Copy the lines below word for word, beginning with the line containing "I bet you can't find the rear bumper" and ending after the line containing "[147, 265, 170, 285]".

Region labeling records
-- start --
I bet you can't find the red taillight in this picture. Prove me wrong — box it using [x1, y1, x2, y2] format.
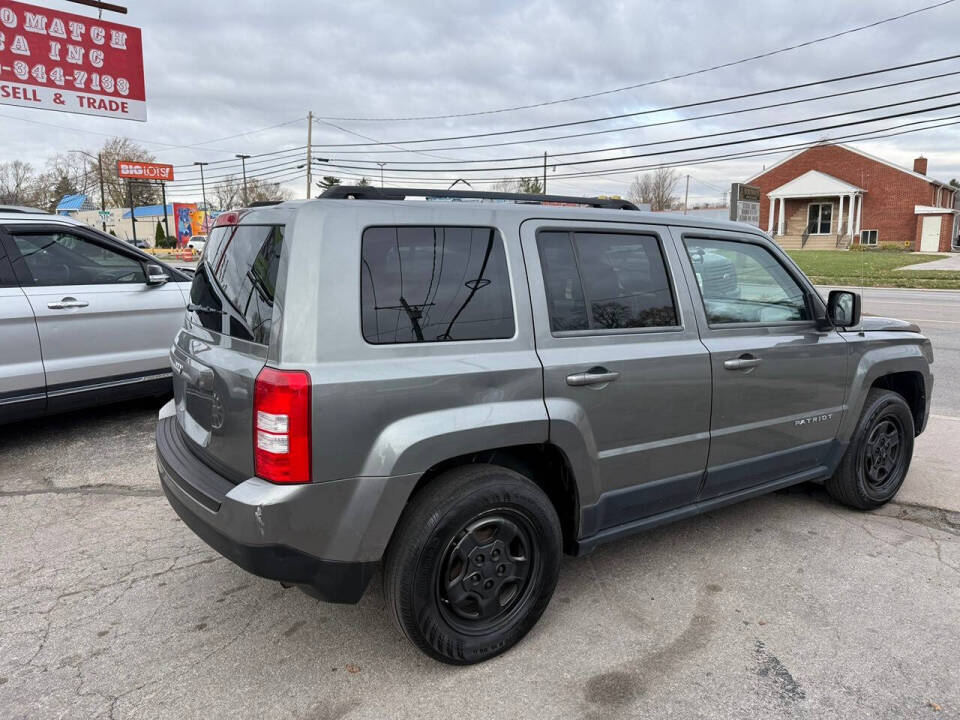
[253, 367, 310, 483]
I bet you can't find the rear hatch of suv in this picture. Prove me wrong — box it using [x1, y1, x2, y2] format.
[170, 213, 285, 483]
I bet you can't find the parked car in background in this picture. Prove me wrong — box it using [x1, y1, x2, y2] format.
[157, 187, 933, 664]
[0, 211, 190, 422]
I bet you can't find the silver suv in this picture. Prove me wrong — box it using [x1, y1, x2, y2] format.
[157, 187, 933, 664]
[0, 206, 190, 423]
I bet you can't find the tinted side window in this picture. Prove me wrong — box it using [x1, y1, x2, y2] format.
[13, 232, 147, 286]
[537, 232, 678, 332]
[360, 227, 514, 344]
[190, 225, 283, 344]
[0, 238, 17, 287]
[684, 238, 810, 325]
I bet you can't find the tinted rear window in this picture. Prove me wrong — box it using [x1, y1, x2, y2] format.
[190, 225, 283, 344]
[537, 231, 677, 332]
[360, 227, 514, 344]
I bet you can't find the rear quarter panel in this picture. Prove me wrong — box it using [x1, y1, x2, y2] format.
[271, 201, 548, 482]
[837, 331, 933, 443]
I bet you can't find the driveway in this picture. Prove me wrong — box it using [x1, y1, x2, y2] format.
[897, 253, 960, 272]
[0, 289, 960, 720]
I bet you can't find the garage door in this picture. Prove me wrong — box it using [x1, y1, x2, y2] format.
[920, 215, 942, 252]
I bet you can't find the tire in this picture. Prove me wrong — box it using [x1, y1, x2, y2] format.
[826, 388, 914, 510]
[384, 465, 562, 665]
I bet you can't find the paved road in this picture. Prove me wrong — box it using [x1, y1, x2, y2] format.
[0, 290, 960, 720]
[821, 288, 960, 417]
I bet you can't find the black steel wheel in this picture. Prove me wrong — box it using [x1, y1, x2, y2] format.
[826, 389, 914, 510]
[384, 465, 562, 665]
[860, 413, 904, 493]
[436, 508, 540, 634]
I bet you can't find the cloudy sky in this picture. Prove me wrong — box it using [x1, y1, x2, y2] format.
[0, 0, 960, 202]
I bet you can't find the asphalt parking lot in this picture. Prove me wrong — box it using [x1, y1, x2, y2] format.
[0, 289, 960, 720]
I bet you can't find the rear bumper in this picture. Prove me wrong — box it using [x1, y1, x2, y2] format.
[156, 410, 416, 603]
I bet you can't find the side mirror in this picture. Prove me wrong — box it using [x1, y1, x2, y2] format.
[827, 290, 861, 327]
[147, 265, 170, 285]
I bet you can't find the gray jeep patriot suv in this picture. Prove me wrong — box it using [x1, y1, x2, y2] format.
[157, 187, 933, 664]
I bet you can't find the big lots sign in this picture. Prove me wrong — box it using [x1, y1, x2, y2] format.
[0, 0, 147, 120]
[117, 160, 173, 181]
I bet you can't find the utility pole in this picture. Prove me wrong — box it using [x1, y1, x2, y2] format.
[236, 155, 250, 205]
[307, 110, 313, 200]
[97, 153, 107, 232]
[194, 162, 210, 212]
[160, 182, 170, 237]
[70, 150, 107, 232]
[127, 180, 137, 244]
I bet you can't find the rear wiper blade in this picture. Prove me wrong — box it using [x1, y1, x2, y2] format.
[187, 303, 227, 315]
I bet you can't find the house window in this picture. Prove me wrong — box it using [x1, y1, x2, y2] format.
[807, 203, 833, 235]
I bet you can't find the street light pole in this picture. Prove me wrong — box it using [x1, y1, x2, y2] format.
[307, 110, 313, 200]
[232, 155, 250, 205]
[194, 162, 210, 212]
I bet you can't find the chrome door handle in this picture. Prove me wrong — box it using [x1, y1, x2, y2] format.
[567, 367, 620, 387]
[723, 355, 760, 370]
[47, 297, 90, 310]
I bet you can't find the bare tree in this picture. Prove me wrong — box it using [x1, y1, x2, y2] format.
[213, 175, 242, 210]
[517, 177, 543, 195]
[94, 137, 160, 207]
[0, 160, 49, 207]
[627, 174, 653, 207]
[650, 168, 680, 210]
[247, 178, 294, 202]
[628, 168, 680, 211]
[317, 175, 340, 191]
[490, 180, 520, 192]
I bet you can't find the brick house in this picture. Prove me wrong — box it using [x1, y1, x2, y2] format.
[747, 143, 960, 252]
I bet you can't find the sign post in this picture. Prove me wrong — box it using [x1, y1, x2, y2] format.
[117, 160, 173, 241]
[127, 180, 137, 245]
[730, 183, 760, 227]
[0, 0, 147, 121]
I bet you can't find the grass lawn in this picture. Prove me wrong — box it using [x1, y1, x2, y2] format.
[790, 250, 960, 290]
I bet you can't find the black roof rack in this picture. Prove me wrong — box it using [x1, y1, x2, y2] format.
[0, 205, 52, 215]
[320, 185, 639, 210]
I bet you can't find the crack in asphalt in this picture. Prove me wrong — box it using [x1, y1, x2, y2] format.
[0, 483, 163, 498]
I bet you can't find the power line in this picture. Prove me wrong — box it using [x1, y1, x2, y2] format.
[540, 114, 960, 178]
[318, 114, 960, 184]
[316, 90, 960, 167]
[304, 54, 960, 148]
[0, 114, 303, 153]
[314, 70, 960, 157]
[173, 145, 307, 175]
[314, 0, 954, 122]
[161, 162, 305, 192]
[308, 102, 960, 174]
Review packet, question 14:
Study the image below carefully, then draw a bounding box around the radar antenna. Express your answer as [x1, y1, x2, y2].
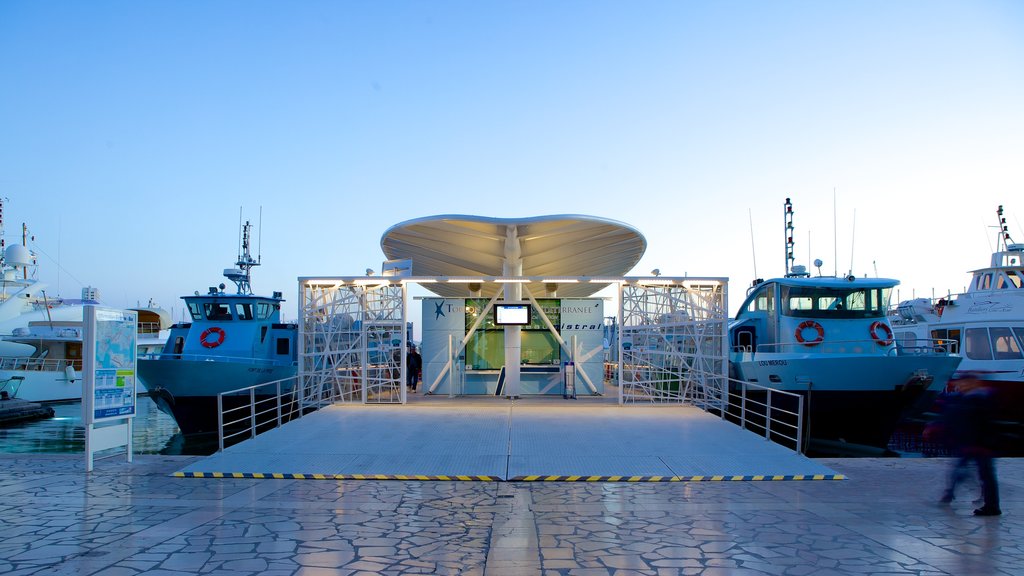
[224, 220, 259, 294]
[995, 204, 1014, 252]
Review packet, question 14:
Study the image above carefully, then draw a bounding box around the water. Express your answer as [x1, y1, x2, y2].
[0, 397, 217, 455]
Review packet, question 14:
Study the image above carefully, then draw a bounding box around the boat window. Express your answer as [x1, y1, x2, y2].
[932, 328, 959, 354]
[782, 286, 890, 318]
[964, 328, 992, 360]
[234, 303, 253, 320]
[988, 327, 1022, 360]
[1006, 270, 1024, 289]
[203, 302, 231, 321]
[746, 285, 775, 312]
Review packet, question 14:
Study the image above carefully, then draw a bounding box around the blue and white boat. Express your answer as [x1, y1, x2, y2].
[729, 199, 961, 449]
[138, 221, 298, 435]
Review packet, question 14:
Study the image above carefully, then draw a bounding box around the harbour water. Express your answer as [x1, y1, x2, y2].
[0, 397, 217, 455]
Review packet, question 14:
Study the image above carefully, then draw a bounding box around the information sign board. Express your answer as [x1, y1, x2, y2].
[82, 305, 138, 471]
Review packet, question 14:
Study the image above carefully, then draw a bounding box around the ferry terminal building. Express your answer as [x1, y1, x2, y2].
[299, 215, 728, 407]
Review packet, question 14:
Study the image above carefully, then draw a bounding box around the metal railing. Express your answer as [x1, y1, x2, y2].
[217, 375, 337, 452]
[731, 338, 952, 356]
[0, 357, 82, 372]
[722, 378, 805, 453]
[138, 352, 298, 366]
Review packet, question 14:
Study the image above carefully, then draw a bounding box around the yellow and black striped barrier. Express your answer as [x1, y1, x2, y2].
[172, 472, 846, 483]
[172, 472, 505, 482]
-- end --
-- start --
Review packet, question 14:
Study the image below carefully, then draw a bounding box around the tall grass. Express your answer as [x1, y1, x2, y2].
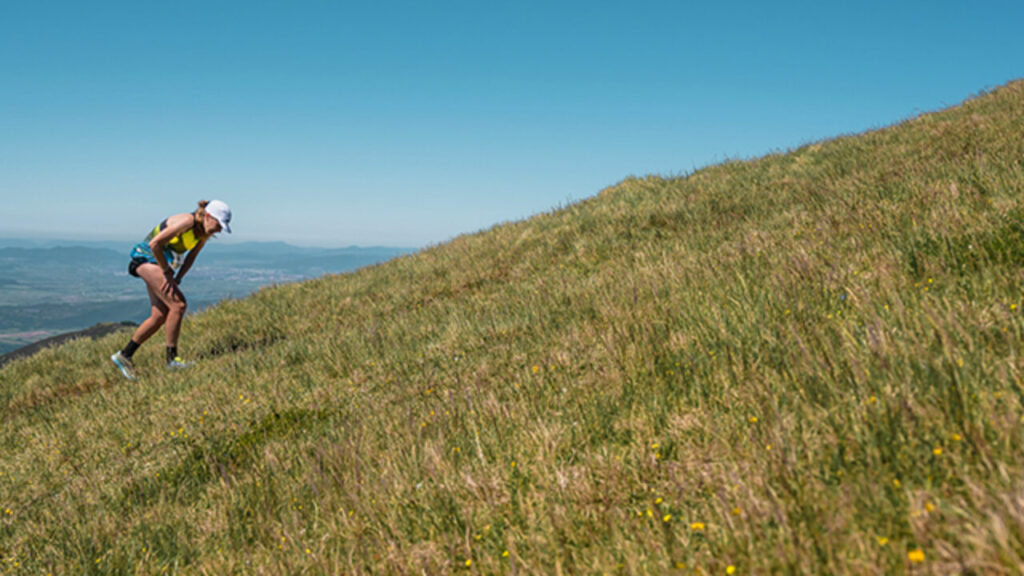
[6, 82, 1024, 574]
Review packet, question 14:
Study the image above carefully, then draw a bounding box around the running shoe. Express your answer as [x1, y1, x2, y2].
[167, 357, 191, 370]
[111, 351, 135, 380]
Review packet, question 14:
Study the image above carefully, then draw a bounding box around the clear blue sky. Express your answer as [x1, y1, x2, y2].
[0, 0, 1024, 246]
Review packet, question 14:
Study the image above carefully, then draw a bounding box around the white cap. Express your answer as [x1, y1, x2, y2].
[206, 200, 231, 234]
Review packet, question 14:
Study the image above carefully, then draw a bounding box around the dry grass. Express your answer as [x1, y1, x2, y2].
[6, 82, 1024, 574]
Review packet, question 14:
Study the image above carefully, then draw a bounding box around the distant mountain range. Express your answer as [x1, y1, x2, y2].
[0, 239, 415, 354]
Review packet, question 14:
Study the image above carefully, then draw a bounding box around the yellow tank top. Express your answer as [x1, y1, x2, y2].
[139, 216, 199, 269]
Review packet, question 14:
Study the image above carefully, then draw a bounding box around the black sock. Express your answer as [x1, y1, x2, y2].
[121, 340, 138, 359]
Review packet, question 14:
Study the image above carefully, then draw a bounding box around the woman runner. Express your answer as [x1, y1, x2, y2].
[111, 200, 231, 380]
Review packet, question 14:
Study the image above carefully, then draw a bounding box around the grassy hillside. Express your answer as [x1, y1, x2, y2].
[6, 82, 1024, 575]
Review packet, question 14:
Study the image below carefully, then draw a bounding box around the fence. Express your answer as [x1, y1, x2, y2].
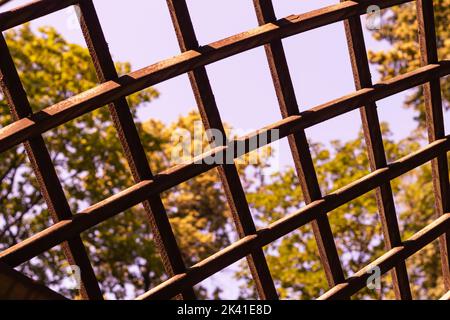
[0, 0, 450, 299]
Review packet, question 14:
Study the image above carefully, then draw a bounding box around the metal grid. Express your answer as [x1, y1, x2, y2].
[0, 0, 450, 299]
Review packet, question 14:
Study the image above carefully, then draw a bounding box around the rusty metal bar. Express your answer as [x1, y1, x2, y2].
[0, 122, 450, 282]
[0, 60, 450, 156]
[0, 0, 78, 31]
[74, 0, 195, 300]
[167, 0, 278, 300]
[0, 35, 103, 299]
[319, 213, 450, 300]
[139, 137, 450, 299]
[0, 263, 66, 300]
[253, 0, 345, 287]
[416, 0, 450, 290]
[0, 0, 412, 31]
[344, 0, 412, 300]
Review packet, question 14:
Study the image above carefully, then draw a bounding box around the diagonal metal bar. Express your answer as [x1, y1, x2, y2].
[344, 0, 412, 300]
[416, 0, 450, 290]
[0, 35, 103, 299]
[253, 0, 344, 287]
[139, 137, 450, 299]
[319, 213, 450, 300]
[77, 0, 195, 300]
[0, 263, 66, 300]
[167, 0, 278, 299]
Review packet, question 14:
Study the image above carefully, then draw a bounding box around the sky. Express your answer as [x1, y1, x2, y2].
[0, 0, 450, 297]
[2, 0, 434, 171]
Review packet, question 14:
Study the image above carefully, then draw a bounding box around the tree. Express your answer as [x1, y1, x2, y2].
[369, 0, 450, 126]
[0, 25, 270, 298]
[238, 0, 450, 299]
-- end --
-- start --
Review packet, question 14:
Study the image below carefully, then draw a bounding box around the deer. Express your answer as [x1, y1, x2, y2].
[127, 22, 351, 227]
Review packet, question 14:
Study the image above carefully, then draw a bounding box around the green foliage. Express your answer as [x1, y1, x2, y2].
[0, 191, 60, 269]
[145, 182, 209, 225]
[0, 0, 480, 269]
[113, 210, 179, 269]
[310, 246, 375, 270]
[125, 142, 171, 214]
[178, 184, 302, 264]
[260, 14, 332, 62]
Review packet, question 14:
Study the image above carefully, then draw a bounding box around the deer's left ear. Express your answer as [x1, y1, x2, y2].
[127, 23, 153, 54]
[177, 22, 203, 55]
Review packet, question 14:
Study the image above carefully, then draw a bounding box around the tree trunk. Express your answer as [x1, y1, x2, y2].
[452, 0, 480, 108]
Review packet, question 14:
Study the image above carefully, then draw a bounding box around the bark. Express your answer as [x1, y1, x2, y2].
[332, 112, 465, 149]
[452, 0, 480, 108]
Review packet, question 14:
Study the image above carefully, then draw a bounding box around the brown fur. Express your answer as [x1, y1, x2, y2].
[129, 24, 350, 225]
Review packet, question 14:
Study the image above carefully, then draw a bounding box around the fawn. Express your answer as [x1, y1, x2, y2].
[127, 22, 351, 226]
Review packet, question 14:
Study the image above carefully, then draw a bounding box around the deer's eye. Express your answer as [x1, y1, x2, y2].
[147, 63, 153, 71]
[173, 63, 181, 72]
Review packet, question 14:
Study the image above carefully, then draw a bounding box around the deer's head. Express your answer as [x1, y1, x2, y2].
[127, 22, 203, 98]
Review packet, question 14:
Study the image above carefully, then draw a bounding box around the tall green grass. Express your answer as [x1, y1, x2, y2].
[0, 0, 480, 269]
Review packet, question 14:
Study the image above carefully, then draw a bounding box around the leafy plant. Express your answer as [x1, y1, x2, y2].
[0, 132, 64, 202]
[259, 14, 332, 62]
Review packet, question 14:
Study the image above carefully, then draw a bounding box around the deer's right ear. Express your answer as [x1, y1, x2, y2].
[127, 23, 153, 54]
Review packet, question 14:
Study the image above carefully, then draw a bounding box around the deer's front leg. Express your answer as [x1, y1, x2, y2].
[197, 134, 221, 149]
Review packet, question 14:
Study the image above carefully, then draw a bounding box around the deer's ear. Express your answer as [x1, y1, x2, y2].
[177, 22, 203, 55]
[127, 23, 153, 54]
-- end --
- _Exercise output_:
I bet you can't find the rear bumper in this picture. Prove me wrong — box it using [x1, y1, x2, y2] format.
[156, 410, 416, 603]
I bet you can't find the side mirror in this picture. Prove me wrong — box it using [x1, y1, x2, y2] format.
[827, 290, 861, 327]
[147, 265, 170, 285]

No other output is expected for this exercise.